Task statement ▸
Write the next part of the passage below about Koirala's political essays and scattered writings, picking up where it stops.

Koirala also has dozens of political essays including the following: “Rajatantra ra Lokatantra” (“Monarchy and Democracy”), 1960; “Thichieka Janata Jagisake” (“The Oppressed People Rise”), 1969; “Rastriyata Nepalko Sandarbhama” (“Nationalism in the Context of Nepal”), 1970; “Kranti: Ek Anivaryata” (“Revolution: An Absolute Necessity”), 1970; “Panchayati Vyavastha Prajatantrik Chaina” (“The Panchayat System is not Democratic”), 1978; “Prajatantra ra Samajvad” (“Democracy and Socialism”), 1979; and “Rastriya Ekata ko Nimti Ahwan” (“A Call for National Reconciliation”), 1980.

Koirala’s writings (both political and literary) were banned until recently. Nepalese youths spent several years of imprisonment just on the charges of possessing Koirala’s writings. Another problem is that his rare and important writings have been scattered all over. Old newspapers and magazines (including the underground publications) have to be researched. Libraries, museums, and archives in Kathmandu, Banaras, Calcutta, New Delhi, London, Paris, Berkeley, Stanford, and many other places have to be visited to collect the materials on Koirala. As a result, one can hope to produce volumes of his political writings and literary works.

Material provided ▸

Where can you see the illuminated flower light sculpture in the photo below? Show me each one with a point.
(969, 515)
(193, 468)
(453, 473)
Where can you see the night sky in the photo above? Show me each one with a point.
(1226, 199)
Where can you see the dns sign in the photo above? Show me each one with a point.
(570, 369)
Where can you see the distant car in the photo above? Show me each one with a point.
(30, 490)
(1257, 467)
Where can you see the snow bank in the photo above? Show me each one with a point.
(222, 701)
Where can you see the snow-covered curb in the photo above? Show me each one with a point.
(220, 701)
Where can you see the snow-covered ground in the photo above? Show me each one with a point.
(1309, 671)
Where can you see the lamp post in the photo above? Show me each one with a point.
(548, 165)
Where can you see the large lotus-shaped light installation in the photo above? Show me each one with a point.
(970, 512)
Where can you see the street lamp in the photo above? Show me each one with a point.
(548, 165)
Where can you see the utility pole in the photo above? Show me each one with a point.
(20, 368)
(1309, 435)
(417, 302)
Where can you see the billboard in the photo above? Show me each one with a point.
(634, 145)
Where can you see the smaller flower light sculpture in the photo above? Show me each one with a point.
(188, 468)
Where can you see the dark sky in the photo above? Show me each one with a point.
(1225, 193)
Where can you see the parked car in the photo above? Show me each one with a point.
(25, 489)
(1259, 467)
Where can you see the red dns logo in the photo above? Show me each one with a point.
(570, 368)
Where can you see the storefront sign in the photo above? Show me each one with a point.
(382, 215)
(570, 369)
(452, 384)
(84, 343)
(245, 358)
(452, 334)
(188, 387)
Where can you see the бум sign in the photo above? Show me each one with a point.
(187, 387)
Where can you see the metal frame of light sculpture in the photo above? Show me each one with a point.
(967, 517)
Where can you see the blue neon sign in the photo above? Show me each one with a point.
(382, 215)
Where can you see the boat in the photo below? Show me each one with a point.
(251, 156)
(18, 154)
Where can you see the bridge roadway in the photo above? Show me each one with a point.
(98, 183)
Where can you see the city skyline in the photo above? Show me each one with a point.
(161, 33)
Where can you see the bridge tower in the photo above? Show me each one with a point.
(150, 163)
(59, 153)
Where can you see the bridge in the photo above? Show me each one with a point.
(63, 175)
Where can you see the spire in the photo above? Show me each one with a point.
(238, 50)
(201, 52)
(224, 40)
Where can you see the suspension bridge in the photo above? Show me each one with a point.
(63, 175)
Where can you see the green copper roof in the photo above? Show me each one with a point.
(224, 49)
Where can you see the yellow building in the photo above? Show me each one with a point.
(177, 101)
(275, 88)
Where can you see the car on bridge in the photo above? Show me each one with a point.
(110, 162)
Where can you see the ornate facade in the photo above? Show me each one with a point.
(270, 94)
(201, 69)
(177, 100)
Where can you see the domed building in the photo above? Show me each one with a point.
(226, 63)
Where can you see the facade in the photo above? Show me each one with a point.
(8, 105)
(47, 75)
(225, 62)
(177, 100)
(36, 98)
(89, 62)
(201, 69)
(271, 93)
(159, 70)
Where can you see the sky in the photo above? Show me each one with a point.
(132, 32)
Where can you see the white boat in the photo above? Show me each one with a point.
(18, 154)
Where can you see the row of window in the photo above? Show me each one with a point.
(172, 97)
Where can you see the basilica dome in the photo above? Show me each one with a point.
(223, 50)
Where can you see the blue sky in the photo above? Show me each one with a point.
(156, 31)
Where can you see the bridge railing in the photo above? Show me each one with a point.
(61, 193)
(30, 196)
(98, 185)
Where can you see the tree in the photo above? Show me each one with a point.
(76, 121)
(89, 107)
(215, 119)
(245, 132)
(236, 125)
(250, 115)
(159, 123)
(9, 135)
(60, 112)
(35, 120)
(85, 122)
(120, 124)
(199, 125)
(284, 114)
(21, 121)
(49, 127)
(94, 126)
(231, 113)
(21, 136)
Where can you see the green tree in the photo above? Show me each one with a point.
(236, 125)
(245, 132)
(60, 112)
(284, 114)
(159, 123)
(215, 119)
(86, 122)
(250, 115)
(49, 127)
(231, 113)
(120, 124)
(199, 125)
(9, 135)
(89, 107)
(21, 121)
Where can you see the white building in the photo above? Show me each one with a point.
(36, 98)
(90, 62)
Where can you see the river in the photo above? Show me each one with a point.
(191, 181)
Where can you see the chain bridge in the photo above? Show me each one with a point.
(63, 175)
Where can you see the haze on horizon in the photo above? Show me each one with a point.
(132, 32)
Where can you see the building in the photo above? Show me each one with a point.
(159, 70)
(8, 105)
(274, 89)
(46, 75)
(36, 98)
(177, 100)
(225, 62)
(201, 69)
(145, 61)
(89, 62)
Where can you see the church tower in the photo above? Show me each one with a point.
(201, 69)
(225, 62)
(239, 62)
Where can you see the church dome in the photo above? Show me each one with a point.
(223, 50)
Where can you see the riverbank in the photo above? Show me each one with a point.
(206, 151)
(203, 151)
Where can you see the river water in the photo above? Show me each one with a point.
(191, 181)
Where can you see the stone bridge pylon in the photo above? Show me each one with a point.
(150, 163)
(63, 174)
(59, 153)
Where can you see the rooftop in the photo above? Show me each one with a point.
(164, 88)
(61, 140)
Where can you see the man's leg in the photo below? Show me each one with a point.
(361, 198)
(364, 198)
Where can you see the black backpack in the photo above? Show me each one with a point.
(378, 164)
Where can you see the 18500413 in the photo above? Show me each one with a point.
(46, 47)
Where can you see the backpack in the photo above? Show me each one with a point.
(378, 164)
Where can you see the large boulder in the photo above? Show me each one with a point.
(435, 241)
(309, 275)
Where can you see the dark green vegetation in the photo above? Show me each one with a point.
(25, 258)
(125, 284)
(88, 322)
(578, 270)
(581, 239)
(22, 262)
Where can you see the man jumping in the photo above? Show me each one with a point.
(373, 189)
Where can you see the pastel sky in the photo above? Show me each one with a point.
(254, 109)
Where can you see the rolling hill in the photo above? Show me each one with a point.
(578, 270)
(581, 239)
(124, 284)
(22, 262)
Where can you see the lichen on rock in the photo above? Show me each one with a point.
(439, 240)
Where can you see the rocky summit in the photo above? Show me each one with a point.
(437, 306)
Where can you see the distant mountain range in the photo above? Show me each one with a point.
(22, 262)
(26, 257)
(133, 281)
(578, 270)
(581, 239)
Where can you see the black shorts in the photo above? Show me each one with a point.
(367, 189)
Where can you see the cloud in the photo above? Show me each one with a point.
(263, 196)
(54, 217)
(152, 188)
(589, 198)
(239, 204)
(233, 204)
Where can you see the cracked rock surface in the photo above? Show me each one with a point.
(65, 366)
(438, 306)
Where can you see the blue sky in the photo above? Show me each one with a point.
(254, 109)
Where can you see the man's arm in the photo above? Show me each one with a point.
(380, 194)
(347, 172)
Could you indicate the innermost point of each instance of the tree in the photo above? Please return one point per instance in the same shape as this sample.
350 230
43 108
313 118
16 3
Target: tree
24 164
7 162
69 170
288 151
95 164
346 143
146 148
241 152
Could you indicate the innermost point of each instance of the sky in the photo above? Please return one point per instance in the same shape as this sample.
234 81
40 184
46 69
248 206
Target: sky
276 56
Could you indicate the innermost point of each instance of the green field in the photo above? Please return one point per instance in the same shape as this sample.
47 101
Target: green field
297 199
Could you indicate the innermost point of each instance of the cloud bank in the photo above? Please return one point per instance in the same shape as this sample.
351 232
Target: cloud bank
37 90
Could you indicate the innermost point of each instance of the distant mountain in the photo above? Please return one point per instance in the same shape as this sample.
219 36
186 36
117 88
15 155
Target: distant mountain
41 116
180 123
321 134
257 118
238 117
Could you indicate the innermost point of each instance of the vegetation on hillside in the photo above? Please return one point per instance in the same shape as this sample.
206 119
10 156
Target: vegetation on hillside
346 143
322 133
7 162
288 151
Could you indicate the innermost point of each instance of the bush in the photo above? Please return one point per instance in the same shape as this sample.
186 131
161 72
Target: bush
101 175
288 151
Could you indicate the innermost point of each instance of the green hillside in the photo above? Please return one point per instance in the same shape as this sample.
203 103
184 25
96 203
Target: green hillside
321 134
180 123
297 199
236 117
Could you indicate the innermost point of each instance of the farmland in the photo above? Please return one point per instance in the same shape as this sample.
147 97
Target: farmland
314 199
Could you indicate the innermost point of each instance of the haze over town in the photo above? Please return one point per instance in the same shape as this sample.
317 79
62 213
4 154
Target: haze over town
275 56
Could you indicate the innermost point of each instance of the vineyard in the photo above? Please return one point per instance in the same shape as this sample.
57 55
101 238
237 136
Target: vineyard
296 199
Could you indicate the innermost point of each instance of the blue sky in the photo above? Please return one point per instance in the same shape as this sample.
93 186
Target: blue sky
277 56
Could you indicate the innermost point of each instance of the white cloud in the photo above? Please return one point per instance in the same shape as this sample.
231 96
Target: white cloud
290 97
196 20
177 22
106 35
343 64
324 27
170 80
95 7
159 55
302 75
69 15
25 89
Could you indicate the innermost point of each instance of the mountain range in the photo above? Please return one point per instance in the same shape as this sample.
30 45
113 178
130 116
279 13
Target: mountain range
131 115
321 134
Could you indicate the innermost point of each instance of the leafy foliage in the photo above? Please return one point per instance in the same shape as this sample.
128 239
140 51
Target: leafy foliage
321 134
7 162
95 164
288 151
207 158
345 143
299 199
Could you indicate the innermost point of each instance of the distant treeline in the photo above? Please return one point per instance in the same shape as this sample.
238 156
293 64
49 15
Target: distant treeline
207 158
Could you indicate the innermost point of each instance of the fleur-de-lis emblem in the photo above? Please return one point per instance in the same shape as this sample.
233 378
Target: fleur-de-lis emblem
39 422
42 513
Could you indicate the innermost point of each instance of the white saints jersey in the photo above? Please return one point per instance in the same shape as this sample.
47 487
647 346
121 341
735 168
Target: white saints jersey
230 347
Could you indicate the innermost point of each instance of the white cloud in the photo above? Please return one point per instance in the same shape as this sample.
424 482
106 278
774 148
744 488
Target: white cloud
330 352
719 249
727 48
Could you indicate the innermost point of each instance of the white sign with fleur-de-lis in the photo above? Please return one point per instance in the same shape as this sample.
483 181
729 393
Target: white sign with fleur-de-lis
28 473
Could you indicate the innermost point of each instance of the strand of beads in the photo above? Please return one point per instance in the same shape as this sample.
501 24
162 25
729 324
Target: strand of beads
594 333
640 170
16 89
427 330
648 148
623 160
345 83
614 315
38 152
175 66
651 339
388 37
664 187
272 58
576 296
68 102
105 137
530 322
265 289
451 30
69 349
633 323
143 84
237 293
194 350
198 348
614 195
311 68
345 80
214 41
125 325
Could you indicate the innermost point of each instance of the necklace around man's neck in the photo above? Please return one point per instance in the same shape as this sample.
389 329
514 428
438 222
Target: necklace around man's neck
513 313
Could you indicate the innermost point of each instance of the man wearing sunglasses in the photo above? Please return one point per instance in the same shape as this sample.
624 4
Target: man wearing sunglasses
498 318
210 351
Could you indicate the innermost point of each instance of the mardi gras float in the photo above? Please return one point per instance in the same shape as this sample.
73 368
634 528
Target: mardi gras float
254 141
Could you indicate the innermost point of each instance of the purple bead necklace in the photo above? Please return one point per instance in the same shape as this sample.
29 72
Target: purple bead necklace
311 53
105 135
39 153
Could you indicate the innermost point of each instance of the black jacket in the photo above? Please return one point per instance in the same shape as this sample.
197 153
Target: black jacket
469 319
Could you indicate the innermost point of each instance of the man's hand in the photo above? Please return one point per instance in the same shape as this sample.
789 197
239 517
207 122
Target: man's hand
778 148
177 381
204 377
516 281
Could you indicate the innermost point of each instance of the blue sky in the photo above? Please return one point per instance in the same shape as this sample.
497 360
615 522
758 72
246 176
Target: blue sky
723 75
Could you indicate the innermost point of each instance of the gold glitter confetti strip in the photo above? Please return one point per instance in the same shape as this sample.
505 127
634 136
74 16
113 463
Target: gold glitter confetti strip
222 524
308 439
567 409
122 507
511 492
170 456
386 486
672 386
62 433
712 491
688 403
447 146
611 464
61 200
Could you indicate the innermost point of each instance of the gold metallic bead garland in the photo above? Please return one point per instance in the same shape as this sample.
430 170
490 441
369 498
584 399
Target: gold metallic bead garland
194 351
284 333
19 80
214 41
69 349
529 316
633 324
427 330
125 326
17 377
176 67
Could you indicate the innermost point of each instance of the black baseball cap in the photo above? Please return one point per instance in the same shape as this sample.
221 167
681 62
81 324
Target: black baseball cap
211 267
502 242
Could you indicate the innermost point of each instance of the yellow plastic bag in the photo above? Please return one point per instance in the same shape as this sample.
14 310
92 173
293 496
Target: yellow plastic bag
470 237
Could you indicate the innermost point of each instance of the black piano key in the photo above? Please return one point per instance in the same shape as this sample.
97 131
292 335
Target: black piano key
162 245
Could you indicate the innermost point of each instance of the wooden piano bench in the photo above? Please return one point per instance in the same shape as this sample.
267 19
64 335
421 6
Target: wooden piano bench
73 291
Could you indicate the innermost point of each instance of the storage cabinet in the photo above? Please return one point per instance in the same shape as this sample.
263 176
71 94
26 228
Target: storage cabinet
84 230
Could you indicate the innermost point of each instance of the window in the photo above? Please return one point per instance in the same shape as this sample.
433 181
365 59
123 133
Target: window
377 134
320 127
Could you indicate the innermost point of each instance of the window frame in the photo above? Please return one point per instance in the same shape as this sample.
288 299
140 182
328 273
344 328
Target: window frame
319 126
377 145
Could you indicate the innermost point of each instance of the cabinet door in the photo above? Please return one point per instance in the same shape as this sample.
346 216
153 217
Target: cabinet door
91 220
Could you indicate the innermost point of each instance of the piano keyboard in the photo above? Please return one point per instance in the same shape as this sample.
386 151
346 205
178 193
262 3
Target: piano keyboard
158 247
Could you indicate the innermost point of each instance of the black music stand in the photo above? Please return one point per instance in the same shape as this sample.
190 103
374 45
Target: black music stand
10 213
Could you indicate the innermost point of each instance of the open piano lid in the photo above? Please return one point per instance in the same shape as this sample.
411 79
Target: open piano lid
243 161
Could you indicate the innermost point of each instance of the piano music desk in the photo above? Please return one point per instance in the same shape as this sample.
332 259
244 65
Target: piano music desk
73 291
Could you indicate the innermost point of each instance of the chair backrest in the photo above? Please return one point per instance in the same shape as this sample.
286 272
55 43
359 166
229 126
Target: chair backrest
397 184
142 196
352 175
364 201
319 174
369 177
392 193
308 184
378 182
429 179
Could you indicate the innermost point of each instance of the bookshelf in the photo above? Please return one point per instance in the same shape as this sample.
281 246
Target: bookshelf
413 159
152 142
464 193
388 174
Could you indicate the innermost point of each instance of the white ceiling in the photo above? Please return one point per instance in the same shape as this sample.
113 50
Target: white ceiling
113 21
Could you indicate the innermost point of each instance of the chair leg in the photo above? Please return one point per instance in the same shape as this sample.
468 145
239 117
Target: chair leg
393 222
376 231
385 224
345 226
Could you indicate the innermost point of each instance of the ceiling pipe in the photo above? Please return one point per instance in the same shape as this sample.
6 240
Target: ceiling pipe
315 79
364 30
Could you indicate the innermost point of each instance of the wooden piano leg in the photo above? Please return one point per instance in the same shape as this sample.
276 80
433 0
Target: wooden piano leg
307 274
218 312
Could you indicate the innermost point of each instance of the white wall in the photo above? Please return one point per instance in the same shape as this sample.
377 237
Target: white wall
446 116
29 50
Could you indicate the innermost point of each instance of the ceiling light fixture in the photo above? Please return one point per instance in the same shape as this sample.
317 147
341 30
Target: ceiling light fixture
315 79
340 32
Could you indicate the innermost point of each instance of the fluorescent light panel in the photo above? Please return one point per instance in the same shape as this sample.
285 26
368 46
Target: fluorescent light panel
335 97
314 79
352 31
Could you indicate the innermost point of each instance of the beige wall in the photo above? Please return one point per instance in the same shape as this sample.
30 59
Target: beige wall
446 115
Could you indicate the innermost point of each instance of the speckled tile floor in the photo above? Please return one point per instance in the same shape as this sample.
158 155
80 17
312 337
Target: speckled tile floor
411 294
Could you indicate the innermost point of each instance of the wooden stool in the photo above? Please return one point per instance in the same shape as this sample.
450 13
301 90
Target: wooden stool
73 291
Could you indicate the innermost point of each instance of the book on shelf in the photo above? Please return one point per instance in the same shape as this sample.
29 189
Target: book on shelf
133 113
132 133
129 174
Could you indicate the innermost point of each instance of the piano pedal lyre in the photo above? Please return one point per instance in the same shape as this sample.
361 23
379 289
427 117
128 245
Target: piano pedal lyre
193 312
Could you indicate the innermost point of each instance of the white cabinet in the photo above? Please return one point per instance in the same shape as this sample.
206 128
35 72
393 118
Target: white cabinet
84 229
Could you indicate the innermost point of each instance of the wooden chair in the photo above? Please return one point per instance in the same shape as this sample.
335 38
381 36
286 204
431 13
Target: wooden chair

Answer space ▸
Koirala was the focus of Nepalese politics during the 1950s, 1960s, and the 1970s. Even today, long after his death, people of Nepal feel that the restoration of multi-party democracy is a tribute to him. Koirala was also one of the most important literary figures of Nepal. In politics Koirala was a social democrat; in literature he was an existentialist especially in his novel Tin Ghumti (Three Turns). He said that he wrote his literary works to satisfy his anarchist impulses, impulses which revolted against the traditional order of things. But as a social democrat he was in search of a political order that was agreeable to every citizen of Nepal.

As a politician, Koirala struggled throughout his life for the establishment of a multi-party democracy in his country. Traditional forces, still strong to resist such effort, made it very hard for “B. P.” to accomplish his political mission. As a social democrat, Koirala differed with communists; as he often said man cannot live by bread alone. He also differed with the capitalists as he thought that unbridled consumerism was immoral, and that the appalling exploitation of the world’s resources was short-sighted and unrealistic. He believed that only socialism could guarantee political freedom and equal economic opportunities to the people. He said, “socialism is the wave of the future.”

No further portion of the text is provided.